--- start Working data ---

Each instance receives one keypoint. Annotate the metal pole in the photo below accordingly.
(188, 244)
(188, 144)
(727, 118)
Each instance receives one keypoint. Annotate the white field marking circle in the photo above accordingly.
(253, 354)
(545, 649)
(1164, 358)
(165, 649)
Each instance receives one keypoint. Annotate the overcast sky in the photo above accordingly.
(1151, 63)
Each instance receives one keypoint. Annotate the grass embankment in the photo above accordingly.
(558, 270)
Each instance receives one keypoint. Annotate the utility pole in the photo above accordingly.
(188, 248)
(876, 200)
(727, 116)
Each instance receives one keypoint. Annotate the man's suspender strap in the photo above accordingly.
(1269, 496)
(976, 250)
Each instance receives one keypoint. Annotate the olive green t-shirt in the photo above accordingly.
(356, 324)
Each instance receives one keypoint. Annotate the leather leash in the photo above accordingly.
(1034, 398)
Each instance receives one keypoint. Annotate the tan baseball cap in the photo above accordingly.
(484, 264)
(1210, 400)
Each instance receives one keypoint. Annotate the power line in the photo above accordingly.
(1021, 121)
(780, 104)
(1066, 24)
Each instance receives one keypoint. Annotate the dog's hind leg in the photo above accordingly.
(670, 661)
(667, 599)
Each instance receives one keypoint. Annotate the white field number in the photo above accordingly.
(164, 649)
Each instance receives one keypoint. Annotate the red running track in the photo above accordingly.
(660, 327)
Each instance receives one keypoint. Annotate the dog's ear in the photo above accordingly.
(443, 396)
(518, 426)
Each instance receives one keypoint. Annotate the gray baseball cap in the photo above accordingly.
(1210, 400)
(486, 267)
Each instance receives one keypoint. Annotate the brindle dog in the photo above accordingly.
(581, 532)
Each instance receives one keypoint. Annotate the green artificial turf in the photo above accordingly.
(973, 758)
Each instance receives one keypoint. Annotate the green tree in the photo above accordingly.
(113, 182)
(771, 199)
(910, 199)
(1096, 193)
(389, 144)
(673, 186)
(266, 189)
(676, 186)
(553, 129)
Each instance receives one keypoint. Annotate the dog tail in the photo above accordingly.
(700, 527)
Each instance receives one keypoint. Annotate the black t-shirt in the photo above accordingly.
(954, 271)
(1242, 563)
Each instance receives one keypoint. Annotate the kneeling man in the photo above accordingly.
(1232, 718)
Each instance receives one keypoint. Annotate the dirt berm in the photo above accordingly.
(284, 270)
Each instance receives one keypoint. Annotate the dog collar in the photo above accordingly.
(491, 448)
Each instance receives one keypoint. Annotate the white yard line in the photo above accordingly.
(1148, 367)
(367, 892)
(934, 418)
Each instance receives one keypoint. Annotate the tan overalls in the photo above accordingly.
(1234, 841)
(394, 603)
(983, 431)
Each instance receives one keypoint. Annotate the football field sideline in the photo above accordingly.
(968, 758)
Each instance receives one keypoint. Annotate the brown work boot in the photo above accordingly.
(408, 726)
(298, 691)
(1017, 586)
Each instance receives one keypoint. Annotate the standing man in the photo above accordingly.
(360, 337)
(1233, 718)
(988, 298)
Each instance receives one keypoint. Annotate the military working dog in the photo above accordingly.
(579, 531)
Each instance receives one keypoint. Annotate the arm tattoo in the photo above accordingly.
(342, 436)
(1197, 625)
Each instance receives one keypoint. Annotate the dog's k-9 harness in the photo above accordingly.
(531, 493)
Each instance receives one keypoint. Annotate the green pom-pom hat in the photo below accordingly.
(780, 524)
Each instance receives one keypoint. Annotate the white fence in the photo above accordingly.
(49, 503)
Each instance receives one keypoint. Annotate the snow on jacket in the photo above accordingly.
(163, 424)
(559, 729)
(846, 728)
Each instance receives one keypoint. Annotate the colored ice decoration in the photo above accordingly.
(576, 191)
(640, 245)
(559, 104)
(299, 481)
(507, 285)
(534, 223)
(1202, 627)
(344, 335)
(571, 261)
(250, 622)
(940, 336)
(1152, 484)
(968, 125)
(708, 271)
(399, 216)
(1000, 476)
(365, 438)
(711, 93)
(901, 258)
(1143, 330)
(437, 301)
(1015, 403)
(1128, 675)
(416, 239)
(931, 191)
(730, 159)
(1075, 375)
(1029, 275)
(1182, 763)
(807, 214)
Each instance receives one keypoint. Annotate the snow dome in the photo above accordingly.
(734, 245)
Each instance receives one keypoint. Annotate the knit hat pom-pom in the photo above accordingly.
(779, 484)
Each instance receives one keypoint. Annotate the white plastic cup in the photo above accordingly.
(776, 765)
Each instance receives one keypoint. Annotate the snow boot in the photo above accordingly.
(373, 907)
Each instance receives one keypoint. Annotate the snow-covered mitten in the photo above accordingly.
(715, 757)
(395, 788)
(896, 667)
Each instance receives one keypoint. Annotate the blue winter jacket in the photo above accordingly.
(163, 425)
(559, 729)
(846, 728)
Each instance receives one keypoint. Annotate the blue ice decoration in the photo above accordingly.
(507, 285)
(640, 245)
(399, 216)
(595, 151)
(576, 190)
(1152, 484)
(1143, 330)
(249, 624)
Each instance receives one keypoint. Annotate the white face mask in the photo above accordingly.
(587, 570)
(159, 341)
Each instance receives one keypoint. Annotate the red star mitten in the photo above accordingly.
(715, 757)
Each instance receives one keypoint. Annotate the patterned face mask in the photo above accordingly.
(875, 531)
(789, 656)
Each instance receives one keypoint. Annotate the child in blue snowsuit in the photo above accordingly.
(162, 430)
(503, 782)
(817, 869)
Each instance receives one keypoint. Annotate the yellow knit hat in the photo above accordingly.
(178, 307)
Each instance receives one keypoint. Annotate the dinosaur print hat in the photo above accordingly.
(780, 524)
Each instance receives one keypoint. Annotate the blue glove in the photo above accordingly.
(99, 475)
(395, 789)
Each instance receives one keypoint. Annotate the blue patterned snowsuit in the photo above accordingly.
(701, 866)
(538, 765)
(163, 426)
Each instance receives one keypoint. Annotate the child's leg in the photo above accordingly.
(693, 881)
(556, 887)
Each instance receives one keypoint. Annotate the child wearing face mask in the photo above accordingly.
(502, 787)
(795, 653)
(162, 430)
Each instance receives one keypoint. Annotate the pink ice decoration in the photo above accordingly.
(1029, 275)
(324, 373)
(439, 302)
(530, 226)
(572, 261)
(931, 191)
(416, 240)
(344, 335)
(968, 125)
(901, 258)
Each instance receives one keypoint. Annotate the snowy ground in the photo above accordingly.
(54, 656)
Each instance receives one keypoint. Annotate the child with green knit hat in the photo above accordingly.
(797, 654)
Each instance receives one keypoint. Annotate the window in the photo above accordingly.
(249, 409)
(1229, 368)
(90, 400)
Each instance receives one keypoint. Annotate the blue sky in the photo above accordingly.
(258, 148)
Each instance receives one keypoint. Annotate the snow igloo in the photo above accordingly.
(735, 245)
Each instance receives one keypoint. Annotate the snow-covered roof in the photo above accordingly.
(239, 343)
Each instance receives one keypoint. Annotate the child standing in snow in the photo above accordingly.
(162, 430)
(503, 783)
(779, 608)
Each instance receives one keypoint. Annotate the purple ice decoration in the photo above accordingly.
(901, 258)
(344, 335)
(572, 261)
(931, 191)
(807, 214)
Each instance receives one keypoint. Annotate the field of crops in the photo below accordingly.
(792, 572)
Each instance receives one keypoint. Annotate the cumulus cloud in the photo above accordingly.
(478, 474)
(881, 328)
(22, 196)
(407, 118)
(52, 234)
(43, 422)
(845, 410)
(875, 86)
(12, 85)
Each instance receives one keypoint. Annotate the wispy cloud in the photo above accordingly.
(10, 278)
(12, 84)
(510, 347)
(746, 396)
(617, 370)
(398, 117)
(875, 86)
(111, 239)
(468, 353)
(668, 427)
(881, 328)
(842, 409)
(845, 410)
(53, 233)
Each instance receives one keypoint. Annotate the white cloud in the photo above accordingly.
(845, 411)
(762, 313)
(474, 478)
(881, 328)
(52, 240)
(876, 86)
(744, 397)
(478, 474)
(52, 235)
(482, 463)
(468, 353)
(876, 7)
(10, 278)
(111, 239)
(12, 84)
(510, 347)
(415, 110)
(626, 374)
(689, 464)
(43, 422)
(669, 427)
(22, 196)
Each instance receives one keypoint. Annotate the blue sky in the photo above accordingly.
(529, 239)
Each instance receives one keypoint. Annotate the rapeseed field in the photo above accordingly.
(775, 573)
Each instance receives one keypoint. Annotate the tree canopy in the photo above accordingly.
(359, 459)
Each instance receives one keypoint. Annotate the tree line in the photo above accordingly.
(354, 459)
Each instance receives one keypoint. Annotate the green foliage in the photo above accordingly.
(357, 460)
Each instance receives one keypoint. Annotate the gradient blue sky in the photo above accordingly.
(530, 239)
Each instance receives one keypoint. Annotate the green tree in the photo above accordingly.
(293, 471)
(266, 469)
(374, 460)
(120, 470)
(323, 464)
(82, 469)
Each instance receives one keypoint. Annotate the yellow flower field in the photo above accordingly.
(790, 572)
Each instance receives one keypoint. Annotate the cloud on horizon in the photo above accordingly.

--- end Working data ---

## What needs to be done
Write out the records again from the line containing "Each instance receives one keypoint. Annotate the grass" through the line containing "(1034, 398)", substituting "nylon" for "leather" and keeping everything else the same.

## Answer to the exercise
Each instance receives one keypoint. Annotate the grass embankment in the photo above accordingly.
(558, 270)
Each instance receives one keypoint. Annotate the utility pole in the photo above accordingly.
(188, 248)
(876, 200)
(727, 116)
Each instance receives one keypoint. Annotate the man's suspender strap in the photo above accordingly.
(1269, 496)
(976, 250)
Each instance receives one keypoint. Annotate the olive green t-shirt in the photo above accordingly.
(356, 324)
Each instance receives one keypoint. Annotate the nylon leash in the photo above accordingly.
(1034, 398)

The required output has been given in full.